SET TASK:
Convert the lines below into a JSON list of strings with one string per line, leaving out any blank lines.

DATA PROVIDED:
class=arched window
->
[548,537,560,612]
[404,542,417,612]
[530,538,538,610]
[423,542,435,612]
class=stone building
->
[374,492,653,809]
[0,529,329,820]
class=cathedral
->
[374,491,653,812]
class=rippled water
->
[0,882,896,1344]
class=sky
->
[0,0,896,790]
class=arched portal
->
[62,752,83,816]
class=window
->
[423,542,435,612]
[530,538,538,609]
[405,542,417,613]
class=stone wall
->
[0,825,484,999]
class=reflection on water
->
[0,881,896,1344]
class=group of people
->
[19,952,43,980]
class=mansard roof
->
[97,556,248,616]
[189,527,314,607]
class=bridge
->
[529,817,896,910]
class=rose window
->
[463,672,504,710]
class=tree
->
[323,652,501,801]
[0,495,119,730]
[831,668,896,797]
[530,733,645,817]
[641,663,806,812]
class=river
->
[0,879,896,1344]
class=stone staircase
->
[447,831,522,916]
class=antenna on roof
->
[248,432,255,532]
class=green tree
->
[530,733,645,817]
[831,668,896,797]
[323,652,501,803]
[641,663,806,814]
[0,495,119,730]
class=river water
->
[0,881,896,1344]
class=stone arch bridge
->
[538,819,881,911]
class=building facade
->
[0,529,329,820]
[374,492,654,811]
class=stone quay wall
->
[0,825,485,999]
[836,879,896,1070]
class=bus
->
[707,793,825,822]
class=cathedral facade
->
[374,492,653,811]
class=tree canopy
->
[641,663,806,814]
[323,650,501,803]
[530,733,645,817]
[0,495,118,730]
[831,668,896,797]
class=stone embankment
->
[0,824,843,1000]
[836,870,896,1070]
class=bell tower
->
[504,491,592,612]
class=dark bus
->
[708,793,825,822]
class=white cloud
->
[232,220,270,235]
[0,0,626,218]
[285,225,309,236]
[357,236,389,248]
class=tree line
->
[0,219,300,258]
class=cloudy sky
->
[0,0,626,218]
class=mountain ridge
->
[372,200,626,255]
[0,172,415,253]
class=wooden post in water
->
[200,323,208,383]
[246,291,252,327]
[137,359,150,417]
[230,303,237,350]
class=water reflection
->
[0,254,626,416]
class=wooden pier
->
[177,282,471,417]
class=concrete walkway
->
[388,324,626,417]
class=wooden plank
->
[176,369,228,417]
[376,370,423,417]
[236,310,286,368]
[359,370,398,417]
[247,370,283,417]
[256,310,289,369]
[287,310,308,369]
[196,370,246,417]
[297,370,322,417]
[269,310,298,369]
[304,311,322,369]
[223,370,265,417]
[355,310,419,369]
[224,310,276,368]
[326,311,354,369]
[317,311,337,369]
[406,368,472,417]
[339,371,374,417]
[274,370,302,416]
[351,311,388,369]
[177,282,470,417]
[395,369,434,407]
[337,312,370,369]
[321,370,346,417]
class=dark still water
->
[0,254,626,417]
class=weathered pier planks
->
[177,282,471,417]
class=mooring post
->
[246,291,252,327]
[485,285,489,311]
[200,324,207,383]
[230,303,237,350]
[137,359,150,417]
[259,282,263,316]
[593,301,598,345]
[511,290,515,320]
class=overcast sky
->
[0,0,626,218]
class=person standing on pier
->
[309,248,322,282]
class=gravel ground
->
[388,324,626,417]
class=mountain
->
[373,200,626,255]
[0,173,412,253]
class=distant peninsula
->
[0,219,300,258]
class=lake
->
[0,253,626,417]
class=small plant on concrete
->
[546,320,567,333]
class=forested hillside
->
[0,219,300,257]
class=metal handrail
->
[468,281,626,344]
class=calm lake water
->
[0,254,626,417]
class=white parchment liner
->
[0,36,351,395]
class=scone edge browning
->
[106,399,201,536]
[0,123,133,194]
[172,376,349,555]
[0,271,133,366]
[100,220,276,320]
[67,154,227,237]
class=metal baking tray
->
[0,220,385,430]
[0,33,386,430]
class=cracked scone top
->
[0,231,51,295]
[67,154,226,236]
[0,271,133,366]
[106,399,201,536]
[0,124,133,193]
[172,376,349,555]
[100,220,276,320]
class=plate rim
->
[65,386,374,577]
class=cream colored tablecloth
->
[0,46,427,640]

RESPONSE FOR THIS EXERCISE:
[
  "class=arched window",
  "->",
  "[548,537,560,612]",
  "[404,542,417,612]",
  "[530,538,538,610]",
  "[423,542,435,612]",
  "class=stone building",
  "->",
  "[374,492,653,809]",
  "[0,529,329,820]",
  "class=cathedral",
  "->",
  "[374,491,653,812]",
  "class=rippled water",
  "->",
  "[0,882,896,1344]",
  "class=sky",
  "->",
  "[0,0,896,790]",
  "class=arched portal",
  "->",
  "[62,752,83,816]",
  "class=window",
  "->",
  "[423,542,435,612]",
  "[530,538,538,609]",
  "[405,542,417,613]",
  "class=stone wall",
  "->",
  "[0,825,484,999]",
  "class=reflection on water",
  "->",
  "[0,881,896,1344]",
  "class=group of people",
  "->",
  "[19,952,43,980]",
  "class=mansard roof",
  "->",
  "[97,556,248,616]",
  "[189,527,314,607]",
  "class=bridge",
  "->",
  "[529,817,896,910]",
  "class=rose window",
  "->",
  "[463,672,504,710]",
  "class=tree",
  "->",
  "[323,652,501,801]",
  "[0,495,119,730]",
  "[831,668,896,797]",
  "[530,733,645,817]",
  "[641,663,806,812]",
  "class=river",
  "->",
  "[0,879,896,1344]",
  "class=stone staircase",
  "->",
  "[447,831,522,916]",
  "class=antenna on roof",
  "->",
  "[248,432,255,532]",
  "class=green tree",
  "->",
  "[530,733,645,817]",
  "[831,668,896,797]",
  "[323,652,501,803]",
  "[641,663,806,814]",
  "[0,495,119,730]",
  "class=river water",
  "->",
  "[0,881,896,1344]",
  "class=stone arch bridge",
  "->",
  "[538,819,881,911]",
  "class=building facade",
  "->",
  "[0,529,329,820]",
  "[374,492,654,811]",
  "class=stone quay wall",
  "->",
  "[0,825,485,999]",
  "[836,879,896,1070]",
  "class=bus",
  "->",
  "[707,793,825,822]",
  "class=cathedral facade",
  "->",
  "[374,492,653,811]",
  "class=tree canopy",
  "->",
  "[641,663,806,814]",
  "[323,650,501,803]",
  "[530,733,645,817]",
  "[0,495,118,730]",
  "[831,668,896,797]",
  "class=stone embankment",
  "->",
  "[0,824,843,1000]",
  "[836,870,896,1070]",
  "class=bell tower",
  "->",
  "[504,491,592,612]",
  "class=dark bus",
  "->",
  "[708,793,825,822]",
  "class=white cloud",
  "->",
  "[232,220,270,235]",
  "[0,0,626,218]",
  "[285,225,309,236]",
  "[357,236,389,248]",
  "class=tree line",
  "->",
  "[0,219,300,258]",
  "class=cloudy sky",
  "->",
  "[0,0,626,218]",
  "class=mountain ridge",
  "->",
  "[372,200,626,255]",
  "[0,172,415,253]",
  "class=wooden post in water",
  "->",
  "[200,323,208,383]",
  "[246,291,252,327]",
  "[137,359,150,417]",
  "[230,303,237,350]",
  "class=water reflection",
  "->",
  "[0,254,626,416]",
  "class=wooden pier",
  "->",
  "[177,282,471,417]",
  "class=concrete walkway",
  "->",
  "[388,324,626,417]",
  "class=wooden plank",
  "->",
  "[176,369,228,417]",
  "[376,370,423,417]",
  "[236,310,286,368]",
  "[359,370,398,417]",
  "[247,370,283,417]",
  "[256,310,289,369]",
  "[287,310,308,369]",
  "[196,370,246,417]",
  "[297,370,322,417]",
  "[269,310,298,369]",
  "[304,311,322,369]",
  "[223,370,265,417]",
  "[355,310,419,369]",
  "[224,310,276,368]",
  "[326,311,354,369]",
  "[317,311,337,369]",
  "[406,368,472,417]",
  "[339,371,374,417]",
  "[274,370,302,416]",
  "[351,311,388,369]",
  "[177,282,470,417]",
  "[395,369,434,407]",
  "[337,312,370,369]",
  "[321,370,346,417]",
  "class=dark still water",
  "->",
  "[0,254,626,417]",
  "class=weathered pier planks",
  "->",
  "[177,282,471,417]",
  "class=mooring post",
  "->",
  "[246,291,252,327]",
  "[485,285,489,311]",
  "[200,324,207,383]",
  "[230,303,237,350]",
  "[137,359,150,417]",
  "[259,282,263,316]",
  "[593,301,598,345]",
  "[511,290,515,320]",
  "class=overcast sky",
  "->",
  "[0,0,626,218]",
  "class=person standing on pier",
  "->",
  "[309,248,322,282]",
  "class=gravel ground",
  "->",
  "[388,324,626,417]",
  "class=mountain",
  "->",
  "[373,200,626,255]",
  "[0,173,412,253]",
  "class=distant peninsula",
  "->",
  "[0,219,300,258]",
  "class=lake",
  "->",
  "[0,253,626,417]",
  "class=small plant on concrete",
  "->",
  "[546,320,567,333]",
  "class=forested hillside",
  "->",
  "[0,219,300,257]",
  "class=metal handrail",
  "->",
  "[468,281,626,344]",
  "class=calm lake water",
  "->",
  "[0,254,626,417]",
  "class=white parchment liner",
  "->",
  "[0,36,351,395]",
  "class=scone edge browning",
  "->",
  "[106,399,201,536]",
  "[0,123,133,194]",
  "[172,376,349,555]",
  "[0,271,133,366]",
  "[100,220,276,320]",
  "[67,154,227,237]",
  "class=metal baking tray",
  "->",
  "[0,220,385,430]",
  "[0,33,386,430]",
  "class=cracked scone top",
  "->",
  "[0,231,51,295]",
  "[67,154,226,236]",
  "[0,271,133,366]",
  "[106,399,201,536]",
  "[0,124,133,193]",
  "[172,376,349,555]",
  "[100,220,276,320]",
  "class=plate rim",
  "->",
  "[65,386,374,577]",
  "class=cream colored tablecloth",
  "->",
  "[0,46,427,640]"
]